- [Work order A] In the article on Michigan's loss at Washington, by what score was Michigan outscored in the fourth quarter?
- [Work order B] Write the next part of the article on Joel Klatt's criticism of Michigan's fourth quarter against Washington, picking up after its final sentence.

- [Excerpt to read]
--

Michigan
Joel Klatt rips Michigan Football for ‘awful’ 4th quarter vs. Washington
Michigan held a three-point lead heading into the fourth quarter at Washington on Saturday, but the Wolverines were outscored 13-0 in the final frame and dropped their second game this season.
In wake of Michigan’s defeat, Fox Sports’ college football analyst Joel Klatt ripped the Wolverines’ for their poor execution and scheme in the fourth quarter and explained what went wrong for U-M on his podcast, The Joel Klatt Show.
“The fourth quarter starts, and Michigan reverts to a version of Michigan that, quite frankly, I haven’t seen for the last three years.” Klatt said. “It was a team that was undisciplined, they were not fundamentally sound, the structures and the schematics were bad and the decision-making was bad. It was all bad in the fourth quarter.”

--

- [Supplied records]

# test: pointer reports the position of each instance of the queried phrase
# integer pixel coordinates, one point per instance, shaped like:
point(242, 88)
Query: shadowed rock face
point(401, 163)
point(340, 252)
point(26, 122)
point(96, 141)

--

- [Written answer A] 13-0

- [Written answer B]
Film for @UMichFootball & @UW_Football was fascinating…Washington gets better every week & I really like Will Rogers…Michigan was awful in 4th quarter — Joel Klatt (@joelklatt) October 7, 2024
– bad structures on 6 man pressures
– missed tackles
– Losing the edge
– turnovers led to short fields for UW
– bad routes
Klatt specifically broke down one fourth quarter defensive play, in which Michigan rushed with six defenders and left five players in coverage against four Washington receivers. The problem was, the Wolverines’ pre-snap alignment was wrong, and Michigan was in zone coverage with the five non-blitzing defenders. Klatt explained what went wrong on the play, which can be viewed below:
The result is predictable. pic.twitter.com/j73MDRJPZK
— Due# (@JDue51) October 6, 2024
“The defense lines up, and before the snap of the football, I pause the film and I’m like, ‘Well, that’s wrong.’ They have a single-high safety, they have two corners and then they have three linebackers and one of the linebackers is walked out towards the single receiver, towards the wide side of the field…So, I’m looking at this and I’m like, well this isn’t very good, because now all they have is one corner and kind of a linebacker over [Washington’s] three-receiver structure. And then they blitz! Six guys!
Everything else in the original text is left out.